═══ RECORD LIST

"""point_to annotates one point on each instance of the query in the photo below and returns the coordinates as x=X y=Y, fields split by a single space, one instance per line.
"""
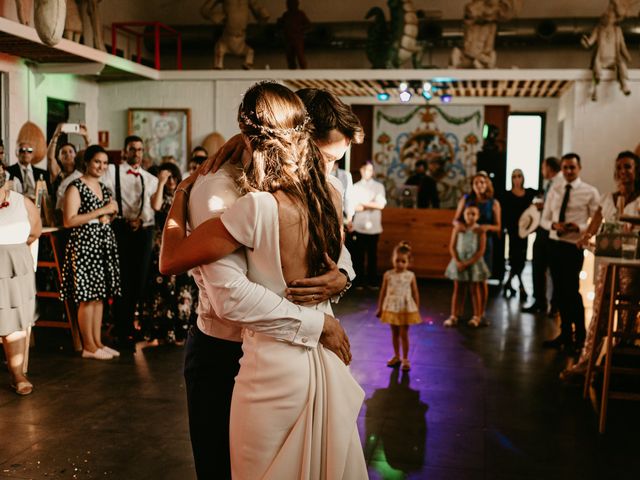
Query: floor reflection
x=396 y=428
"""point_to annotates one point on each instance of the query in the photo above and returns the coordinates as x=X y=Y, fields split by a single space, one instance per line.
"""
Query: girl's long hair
x=275 y=123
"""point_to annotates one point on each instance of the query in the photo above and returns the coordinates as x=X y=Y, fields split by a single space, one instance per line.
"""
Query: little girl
x=398 y=303
x=467 y=246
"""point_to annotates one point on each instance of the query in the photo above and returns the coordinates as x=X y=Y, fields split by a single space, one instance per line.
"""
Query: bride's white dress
x=294 y=409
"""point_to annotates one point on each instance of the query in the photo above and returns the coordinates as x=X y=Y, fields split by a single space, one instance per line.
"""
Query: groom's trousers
x=210 y=367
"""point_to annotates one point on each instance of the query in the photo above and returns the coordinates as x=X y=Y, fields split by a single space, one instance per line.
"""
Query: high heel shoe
x=523 y=294
x=508 y=291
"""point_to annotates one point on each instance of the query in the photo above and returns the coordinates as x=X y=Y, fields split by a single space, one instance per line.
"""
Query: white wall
x=28 y=93
x=116 y=98
x=600 y=130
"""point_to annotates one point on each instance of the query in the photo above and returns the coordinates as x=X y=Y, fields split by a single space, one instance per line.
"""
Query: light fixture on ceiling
x=446 y=97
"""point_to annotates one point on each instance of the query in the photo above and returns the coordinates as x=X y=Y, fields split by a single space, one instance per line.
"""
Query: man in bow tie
x=25 y=172
x=132 y=187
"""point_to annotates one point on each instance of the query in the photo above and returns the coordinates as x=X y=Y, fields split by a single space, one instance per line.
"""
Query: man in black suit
x=26 y=173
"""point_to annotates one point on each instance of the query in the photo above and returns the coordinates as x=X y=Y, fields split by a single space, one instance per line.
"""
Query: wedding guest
x=625 y=200
x=516 y=201
x=91 y=271
x=370 y=199
x=540 y=262
x=490 y=221
x=570 y=204
x=61 y=162
x=132 y=187
x=19 y=227
x=26 y=173
x=172 y=299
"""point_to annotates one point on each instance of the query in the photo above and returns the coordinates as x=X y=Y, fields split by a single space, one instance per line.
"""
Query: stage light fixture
x=405 y=96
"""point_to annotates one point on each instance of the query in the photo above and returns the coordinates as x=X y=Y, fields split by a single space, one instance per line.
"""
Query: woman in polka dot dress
x=91 y=271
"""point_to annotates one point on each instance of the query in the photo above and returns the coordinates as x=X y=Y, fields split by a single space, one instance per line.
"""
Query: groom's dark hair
x=328 y=113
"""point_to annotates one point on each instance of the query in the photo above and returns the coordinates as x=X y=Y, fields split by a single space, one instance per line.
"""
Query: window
x=525 y=142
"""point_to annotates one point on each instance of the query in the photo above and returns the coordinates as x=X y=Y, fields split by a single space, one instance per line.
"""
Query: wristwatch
x=348 y=284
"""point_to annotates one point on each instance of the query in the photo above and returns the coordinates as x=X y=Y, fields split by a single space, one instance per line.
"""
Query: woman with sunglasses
x=516 y=201
x=171 y=300
x=625 y=200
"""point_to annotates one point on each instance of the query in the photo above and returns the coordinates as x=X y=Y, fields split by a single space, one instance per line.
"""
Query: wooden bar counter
x=427 y=230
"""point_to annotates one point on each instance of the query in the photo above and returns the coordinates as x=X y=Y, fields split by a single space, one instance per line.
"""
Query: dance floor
x=477 y=404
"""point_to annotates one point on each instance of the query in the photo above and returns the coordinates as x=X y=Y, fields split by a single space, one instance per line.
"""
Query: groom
x=229 y=300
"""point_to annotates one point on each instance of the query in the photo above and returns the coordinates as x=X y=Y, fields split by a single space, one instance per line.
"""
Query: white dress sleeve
x=241 y=219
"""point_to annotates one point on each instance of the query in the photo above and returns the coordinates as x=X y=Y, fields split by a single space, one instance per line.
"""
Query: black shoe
x=557 y=342
x=534 y=308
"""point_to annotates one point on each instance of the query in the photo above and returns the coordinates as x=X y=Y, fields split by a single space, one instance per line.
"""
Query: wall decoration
x=390 y=46
x=48 y=18
x=481 y=18
x=165 y=132
x=447 y=138
x=610 y=48
x=235 y=17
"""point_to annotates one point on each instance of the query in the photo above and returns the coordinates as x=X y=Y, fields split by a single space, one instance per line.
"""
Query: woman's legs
x=395 y=334
x=85 y=321
x=14 y=346
x=475 y=298
x=404 y=337
x=97 y=323
x=483 y=288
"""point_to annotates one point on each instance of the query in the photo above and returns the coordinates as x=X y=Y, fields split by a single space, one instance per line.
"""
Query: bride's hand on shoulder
x=314 y=290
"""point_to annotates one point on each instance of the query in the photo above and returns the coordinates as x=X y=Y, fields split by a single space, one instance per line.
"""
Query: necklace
x=5 y=202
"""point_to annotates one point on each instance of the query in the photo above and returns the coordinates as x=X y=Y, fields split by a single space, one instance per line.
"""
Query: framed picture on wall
x=166 y=133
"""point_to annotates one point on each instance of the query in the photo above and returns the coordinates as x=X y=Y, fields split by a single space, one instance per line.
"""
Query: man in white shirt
x=228 y=301
x=26 y=173
x=132 y=187
x=369 y=198
x=540 y=261
x=346 y=181
x=570 y=203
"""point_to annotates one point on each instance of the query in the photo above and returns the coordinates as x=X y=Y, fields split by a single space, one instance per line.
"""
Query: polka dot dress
x=91 y=268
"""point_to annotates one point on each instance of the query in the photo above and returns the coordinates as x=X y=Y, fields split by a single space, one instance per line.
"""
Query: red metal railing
x=158 y=30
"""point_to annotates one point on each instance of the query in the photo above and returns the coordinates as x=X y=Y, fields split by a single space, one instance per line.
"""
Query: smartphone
x=70 y=128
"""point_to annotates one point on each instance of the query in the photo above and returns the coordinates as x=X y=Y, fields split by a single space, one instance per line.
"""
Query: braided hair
x=284 y=158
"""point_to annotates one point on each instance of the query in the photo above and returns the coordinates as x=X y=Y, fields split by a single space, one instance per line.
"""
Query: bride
x=294 y=409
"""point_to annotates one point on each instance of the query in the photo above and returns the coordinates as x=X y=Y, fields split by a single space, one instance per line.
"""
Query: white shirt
x=229 y=301
x=131 y=189
x=610 y=210
x=346 y=182
x=368 y=221
x=28 y=180
x=584 y=201
x=62 y=188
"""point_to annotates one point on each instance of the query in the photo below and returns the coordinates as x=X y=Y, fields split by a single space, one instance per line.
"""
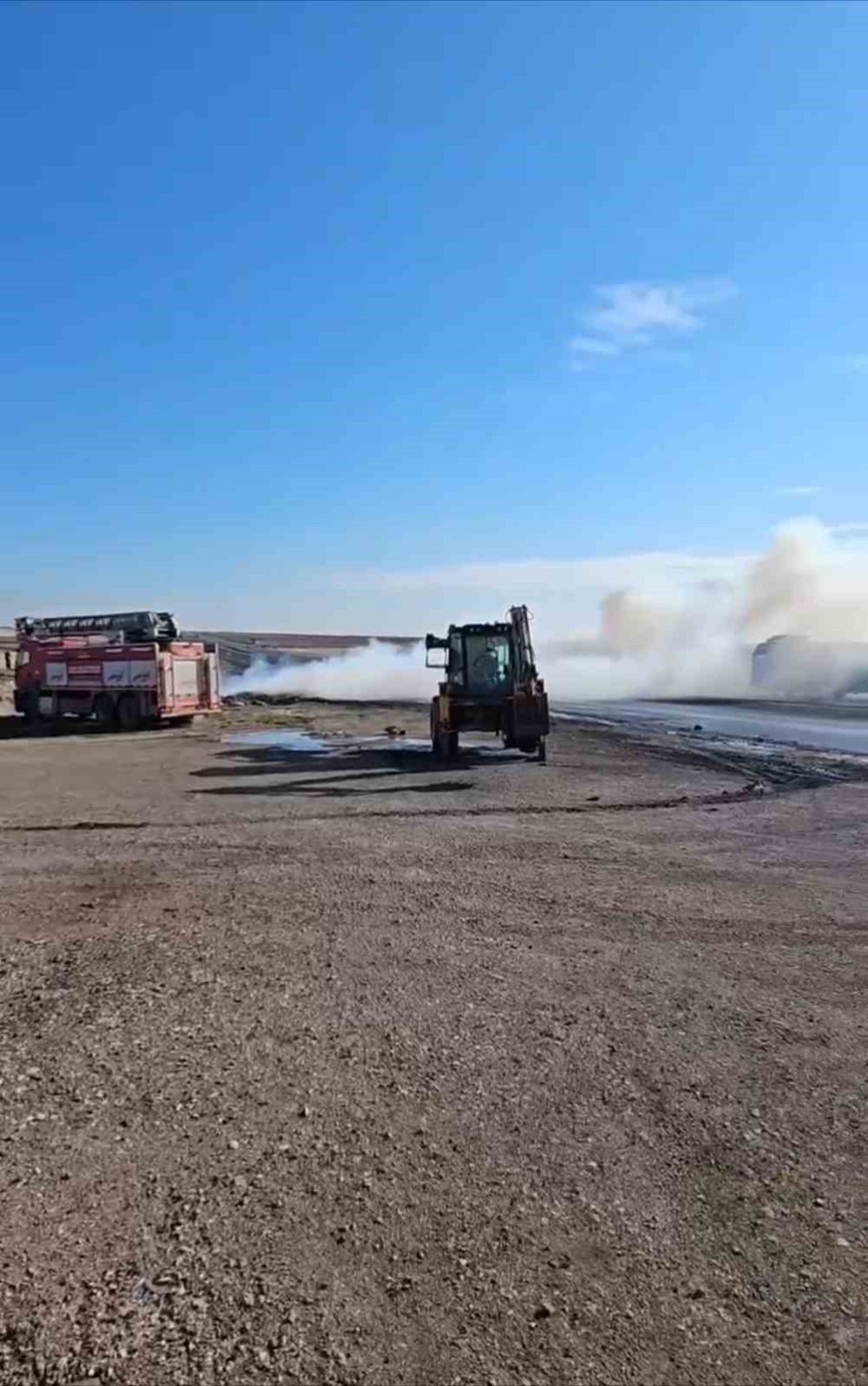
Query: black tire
x=104 y=710
x=30 y=707
x=129 y=713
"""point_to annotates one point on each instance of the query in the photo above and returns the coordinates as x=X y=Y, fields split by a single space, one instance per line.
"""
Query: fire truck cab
x=122 y=668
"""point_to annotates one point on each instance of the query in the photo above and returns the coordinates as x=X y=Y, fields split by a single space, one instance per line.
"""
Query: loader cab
x=477 y=659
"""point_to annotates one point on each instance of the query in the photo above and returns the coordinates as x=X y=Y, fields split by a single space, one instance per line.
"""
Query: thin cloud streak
x=635 y=315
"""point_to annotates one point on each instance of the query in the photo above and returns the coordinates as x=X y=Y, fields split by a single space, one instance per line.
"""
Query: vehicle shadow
x=327 y=771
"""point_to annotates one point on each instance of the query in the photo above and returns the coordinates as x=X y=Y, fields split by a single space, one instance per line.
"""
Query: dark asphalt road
x=819 y=726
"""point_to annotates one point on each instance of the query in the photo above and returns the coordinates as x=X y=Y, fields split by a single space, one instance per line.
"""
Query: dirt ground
x=354 y=1069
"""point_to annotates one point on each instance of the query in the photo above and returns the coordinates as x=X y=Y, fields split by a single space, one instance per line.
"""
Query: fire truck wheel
x=30 y=706
x=104 y=710
x=129 y=713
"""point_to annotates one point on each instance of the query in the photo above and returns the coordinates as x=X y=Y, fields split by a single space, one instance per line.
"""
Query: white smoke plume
x=810 y=582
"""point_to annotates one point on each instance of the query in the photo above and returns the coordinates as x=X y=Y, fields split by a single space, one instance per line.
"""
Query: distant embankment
x=240 y=649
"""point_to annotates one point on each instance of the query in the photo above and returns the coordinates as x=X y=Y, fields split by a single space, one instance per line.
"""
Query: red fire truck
x=122 y=668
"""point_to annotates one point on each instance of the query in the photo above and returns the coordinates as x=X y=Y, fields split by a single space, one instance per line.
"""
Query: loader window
x=487 y=663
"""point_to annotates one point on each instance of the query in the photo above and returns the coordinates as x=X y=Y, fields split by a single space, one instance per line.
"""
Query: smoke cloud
x=810 y=582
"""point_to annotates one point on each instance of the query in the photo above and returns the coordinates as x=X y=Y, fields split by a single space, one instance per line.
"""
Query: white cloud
x=633 y=315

══════

→ **REQUIRED TASK**
Pick out and copy each line of the items above that contains the string "truck". Case counts, so match it exactly.

→ **COMPLETED TASK**
Query: fire truck cab
Query: fire truck wheel
Query: red fire truck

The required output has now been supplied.